Par Mohamed AG Ahmedou journaliste et spécialiste des enjeux du Mali et du Sahel.

Le Mali s’enfonce dans l’impasse autoritaire. Le 1er août 2025, une initiative inédite a été lancée par le Front d’Opposition Démocratique et Pacifique (FODEP), regroupant plusieurs figures politiques et juristes maliens. Trois plaintes ont été déposées contre le colonel Assimi Goïta, président de la transition devenu président de la République sans élection, sans urnes, sans vote. Le chef de l’État, par ailleurs investi de fait pour un mandat de cinq ans renouvelable, est désormais poursuivi pour violation de serment, forfaiture et crimes contre la démocratie.
Un parjure documenté, une démocratie piétinée
Le 7 juin 2021, dans un geste solennel, Assimi Goïta prêtait serment devant Dieu et le peuple malien. Il jurait alors de respecter la Charte de la Transition, de préserver l’ordre républicain, de défendre les acquis démocratiques. Moins de quatre ans plus tard, ce serment est devenu le symbole d’une trahison fondatrice : en s’octroyant un mandat présidentiel de cinq ans sans passer par les urnes, en dissolvant près de 300 partis politiques, le Colonel Goïta foule aux pieds ses propres engagements et referme brutalement la parenthèse démocratique ouverte depuis 1991.

━━━

◆ Exercices:
A: Résumez en deux phrases le texte sur le Mali.
B: Veuillez traduire en anglais cette phrase du texte sur le Mali : « Le 7 juin 2021, dans un geste solennel, Assimi Goïta prêtait serment devant Dieu et le peuple malien. »

◆ Entrées:
━━━

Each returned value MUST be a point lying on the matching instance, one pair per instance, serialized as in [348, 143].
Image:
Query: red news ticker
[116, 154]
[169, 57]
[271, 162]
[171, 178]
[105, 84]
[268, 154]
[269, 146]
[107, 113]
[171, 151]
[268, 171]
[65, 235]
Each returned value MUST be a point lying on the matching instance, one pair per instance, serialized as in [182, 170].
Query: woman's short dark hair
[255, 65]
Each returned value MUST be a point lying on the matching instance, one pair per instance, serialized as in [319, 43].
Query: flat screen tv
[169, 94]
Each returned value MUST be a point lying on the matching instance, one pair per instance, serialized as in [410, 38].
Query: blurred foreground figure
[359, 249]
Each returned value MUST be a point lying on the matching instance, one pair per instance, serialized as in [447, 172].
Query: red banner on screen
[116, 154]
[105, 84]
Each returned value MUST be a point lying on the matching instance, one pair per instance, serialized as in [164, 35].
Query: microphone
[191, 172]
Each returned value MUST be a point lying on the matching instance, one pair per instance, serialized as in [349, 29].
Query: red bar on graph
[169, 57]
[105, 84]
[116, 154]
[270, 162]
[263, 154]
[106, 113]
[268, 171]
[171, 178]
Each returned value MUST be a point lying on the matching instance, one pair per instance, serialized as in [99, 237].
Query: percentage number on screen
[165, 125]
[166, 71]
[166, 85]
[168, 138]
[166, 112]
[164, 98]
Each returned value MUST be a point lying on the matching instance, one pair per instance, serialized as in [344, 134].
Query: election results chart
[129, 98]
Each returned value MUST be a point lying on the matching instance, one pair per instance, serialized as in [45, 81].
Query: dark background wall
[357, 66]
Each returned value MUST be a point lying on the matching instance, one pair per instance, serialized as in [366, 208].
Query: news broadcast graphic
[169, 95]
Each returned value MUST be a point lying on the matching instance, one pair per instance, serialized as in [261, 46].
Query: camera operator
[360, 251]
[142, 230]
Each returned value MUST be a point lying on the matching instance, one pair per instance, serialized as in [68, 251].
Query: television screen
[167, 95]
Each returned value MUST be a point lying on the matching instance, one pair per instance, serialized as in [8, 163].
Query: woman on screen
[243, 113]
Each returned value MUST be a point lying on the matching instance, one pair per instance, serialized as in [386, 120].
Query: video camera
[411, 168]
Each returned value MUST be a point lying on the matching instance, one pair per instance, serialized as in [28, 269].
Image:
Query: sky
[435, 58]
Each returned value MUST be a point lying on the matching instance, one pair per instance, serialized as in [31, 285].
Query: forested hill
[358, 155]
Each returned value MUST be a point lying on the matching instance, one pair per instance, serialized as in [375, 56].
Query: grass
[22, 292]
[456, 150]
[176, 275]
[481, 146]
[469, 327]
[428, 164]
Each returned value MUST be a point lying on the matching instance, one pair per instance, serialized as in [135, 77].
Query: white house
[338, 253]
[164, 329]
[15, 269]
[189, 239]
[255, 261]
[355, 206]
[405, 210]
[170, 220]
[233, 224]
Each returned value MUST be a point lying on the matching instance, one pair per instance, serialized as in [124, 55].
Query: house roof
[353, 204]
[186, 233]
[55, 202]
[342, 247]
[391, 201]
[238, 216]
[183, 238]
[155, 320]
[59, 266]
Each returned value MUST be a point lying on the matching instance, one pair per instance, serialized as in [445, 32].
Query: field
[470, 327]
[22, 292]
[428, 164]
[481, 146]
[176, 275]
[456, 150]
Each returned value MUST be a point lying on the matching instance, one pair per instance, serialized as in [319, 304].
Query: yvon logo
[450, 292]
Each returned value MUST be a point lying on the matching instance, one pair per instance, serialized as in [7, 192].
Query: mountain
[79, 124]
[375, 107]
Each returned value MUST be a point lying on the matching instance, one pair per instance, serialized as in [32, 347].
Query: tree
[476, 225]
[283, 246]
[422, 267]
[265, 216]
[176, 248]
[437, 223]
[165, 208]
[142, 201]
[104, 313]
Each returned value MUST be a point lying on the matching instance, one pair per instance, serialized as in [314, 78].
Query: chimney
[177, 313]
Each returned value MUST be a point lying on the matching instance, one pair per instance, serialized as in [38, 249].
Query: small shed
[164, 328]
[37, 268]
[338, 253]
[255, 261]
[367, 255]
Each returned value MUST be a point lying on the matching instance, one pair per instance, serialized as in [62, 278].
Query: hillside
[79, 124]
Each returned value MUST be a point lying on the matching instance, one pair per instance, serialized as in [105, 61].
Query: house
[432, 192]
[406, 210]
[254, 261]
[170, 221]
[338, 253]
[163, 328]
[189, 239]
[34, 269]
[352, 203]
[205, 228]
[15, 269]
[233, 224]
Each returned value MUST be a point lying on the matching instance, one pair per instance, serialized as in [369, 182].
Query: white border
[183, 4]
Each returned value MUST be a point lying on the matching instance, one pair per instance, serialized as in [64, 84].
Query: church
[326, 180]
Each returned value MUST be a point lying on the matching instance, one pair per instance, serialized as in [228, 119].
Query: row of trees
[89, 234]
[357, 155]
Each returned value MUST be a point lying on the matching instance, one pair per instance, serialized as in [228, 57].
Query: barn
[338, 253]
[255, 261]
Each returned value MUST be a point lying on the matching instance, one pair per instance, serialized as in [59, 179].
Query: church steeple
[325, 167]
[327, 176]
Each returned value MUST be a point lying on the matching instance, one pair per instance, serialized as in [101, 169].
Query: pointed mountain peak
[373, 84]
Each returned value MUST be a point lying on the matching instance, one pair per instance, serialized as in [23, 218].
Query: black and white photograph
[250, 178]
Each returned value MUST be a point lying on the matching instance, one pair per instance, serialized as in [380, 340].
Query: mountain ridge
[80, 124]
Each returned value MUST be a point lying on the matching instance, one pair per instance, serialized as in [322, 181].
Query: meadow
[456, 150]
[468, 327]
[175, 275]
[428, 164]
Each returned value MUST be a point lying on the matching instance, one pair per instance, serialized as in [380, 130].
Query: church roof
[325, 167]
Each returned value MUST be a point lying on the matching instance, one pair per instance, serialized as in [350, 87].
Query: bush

━━━

◆ Réponses:
A: Le 1er août 2025, le Front d’Opposition Démocratique et Pacifique (FODEP) a déposé trois plaintes contre le colonel Assimi Goïta, devenu président de la République sans élection, pour violation de serment, forfaiture et crimes contre la démocratie. Alors qu’il avait juré le 7 juin 2021 de respecter la Charte de la Transition, il s’est octroyé un mandat de cinq ans sans passer par les urnes et a dissous près de 300 partis politiques.

B: On June 7, 2021, in a solemn gesture, Assimi Goïta took an oath before God and the Malian people.